Stated exercise –
Please format every one of the entries below as a JSON list of strings, one string for each line, leaving out blank lines.

Raw records –
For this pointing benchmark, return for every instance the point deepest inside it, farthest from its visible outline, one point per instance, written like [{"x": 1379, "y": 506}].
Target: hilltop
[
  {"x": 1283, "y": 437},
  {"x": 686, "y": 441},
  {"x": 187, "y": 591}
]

The reply –
[
  "For this pointing benchmark, return for every instance the point deepest inside it, farthest from its visible outline, one point per instance, written like [{\"x\": 1379, \"y\": 506}].",
  "Target: hilltop",
  "[",
  "  {\"x\": 1283, \"y\": 437},",
  "  {\"x\": 686, \"y\": 441},",
  "  {\"x\": 187, \"y\": 591}",
  "]"
]